=== Section Start ===
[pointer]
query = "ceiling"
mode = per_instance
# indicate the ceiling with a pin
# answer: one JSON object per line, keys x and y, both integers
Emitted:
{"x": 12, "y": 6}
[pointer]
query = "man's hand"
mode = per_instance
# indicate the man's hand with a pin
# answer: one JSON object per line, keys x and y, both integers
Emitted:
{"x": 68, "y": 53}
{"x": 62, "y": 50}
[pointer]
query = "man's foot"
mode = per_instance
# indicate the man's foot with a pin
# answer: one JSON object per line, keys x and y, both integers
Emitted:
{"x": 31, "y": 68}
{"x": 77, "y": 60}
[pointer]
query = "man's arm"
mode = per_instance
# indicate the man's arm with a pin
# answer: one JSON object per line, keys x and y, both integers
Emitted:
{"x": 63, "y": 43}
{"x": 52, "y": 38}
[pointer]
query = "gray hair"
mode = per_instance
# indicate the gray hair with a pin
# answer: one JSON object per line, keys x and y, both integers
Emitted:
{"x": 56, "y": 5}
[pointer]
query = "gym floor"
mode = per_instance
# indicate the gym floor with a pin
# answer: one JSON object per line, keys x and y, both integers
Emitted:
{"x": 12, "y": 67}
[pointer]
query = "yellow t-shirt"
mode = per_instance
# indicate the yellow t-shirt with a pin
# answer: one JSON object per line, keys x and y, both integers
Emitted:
=== Section End ===
=== Section Start ===
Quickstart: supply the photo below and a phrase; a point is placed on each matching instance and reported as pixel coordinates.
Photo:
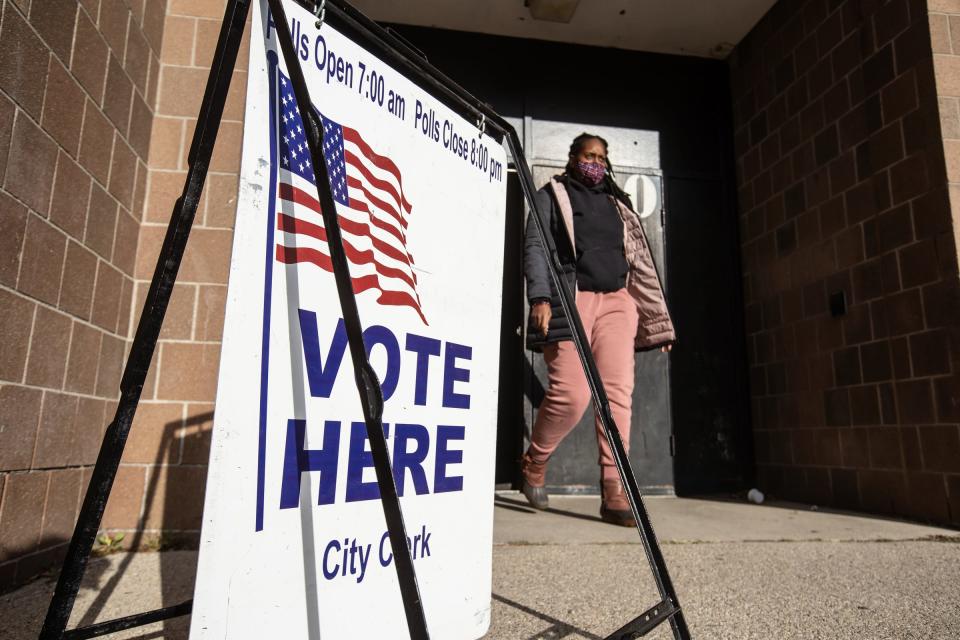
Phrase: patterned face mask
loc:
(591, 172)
=== Section End ===
WHAT TO WORK ON
Whenever a line of the material holds the word "query", copy it out.

TASK RESPONSE
query = "ceiling"
query = "man's hand"
query = "man's foot"
query = "man's arm"
query = "gray hair"
query = "gym floor"
query = "yellow t-shirt"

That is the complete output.